## start Materials provided

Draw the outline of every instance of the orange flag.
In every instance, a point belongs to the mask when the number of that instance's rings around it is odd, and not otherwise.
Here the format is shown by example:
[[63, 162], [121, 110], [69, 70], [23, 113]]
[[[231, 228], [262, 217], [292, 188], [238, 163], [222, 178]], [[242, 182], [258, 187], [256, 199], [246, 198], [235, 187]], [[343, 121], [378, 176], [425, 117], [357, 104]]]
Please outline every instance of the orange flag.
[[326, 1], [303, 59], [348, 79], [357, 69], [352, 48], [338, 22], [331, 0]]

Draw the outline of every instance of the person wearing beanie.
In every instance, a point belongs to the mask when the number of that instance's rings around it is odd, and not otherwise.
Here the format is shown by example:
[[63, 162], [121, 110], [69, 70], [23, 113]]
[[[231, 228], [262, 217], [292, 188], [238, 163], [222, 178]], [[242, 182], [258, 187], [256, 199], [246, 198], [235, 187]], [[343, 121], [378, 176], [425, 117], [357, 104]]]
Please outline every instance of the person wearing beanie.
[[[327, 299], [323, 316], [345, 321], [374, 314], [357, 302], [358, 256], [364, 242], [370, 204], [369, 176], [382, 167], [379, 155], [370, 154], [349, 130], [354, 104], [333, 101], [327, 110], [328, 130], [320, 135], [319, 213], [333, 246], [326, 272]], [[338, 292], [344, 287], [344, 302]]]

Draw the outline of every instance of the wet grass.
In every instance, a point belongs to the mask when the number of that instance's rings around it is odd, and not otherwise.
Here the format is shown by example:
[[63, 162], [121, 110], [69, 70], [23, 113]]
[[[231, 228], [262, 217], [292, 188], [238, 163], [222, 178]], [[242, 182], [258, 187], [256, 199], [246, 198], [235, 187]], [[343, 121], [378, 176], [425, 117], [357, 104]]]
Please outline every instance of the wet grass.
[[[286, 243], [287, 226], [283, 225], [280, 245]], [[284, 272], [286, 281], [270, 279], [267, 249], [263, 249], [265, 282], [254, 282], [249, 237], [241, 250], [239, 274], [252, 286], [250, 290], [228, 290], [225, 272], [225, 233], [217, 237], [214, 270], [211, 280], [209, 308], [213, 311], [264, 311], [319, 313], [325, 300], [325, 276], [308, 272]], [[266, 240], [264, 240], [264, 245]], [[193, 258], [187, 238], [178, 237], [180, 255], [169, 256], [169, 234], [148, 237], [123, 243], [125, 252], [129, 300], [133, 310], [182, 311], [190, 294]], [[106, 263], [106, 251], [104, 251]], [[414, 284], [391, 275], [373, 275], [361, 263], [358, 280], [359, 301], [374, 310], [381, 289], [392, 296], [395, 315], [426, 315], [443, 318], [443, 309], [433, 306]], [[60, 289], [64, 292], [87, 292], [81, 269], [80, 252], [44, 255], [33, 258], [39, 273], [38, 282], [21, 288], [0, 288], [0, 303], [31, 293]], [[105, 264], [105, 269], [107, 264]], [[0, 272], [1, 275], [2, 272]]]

## end Materials provided

▸ **What you have to do**: Rewrite the whole listing above, swapping "Draw the outline" for "Trace the boundary" everywhere it occurs and leaving everything else unchanged.

▸ **Solution**:
Trace the boundary of every instance of the orange flag.
In every instance, a point belongs to the mask when the number of that instance's rings around it is odd, and not otherwise.
Here the format is shown by example:
[[63, 162], [121, 110], [69, 70], [23, 113]]
[[[231, 228], [262, 217], [292, 188], [238, 163], [222, 178]], [[242, 182], [258, 187], [256, 199], [246, 198], [235, 187]], [[343, 121], [378, 176], [425, 117], [357, 104]]]
Please outline every instance of the orange flag.
[[326, 1], [303, 59], [348, 79], [357, 69], [352, 48], [338, 22], [331, 0]]

Trace the boundary of every instance of the person wearing beanie.
In every instance, a point belongs to the mask when the number of that instance's rings around it is odd, and not otherwise.
Here the format is shown by example:
[[63, 162], [121, 110], [69, 70], [23, 113]]
[[[231, 228], [262, 217], [292, 188], [238, 163], [222, 178]], [[242, 182], [258, 187], [256, 199], [246, 198], [235, 187]], [[343, 121], [378, 176], [425, 117], [357, 104]]]
Please outline every instance of the person wearing beanie.
[[[327, 299], [323, 316], [345, 321], [374, 314], [357, 302], [358, 256], [364, 242], [370, 204], [369, 176], [382, 167], [379, 155], [370, 154], [349, 130], [354, 104], [333, 101], [327, 110], [328, 130], [320, 135], [319, 213], [333, 246], [326, 272]], [[338, 292], [344, 287], [344, 302]]]

Trace the boundary of every instance of the wet grass.
In every instance, a point belongs to the mask when the number of that instance's rings around it is odd, and not otherwise.
Here the format is shown by example:
[[63, 162], [121, 110], [69, 70], [23, 113]]
[[[231, 228], [262, 217], [292, 188], [238, 163], [222, 178]], [[242, 182], [258, 187], [256, 199], [246, 198], [235, 187]], [[343, 121], [378, 176], [425, 117], [357, 104]]]
Please outline every instance of the wet grass.
[[[286, 243], [287, 226], [283, 225], [280, 245]], [[284, 272], [286, 281], [270, 279], [267, 249], [263, 249], [265, 282], [254, 282], [249, 237], [241, 250], [239, 274], [252, 286], [250, 290], [228, 290], [225, 272], [225, 233], [217, 237], [214, 270], [211, 280], [209, 308], [213, 311], [264, 311], [319, 313], [325, 300], [325, 276], [308, 272]], [[266, 240], [264, 240], [264, 245]], [[193, 258], [187, 238], [178, 237], [180, 255], [169, 256], [169, 234], [148, 237], [123, 243], [125, 252], [129, 300], [133, 310], [182, 311], [190, 294]], [[106, 263], [106, 251], [104, 251]], [[414, 284], [391, 275], [373, 275], [361, 263], [358, 280], [359, 301], [374, 310], [381, 289], [392, 296], [395, 315], [426, 315], [443, 318], [443, 309], [433, 306]], [[60, 289], [64, 292], [87, 292], [81, 269], [80, 252], [44, 255], [33, 258], [39, 273], [38, 282], [21, 288], [0, 288], [0, 303], [31, 293]], [[105, 264], [105, 269], [107, 264]], [[0, 272], [1, 275], [2, 272]]]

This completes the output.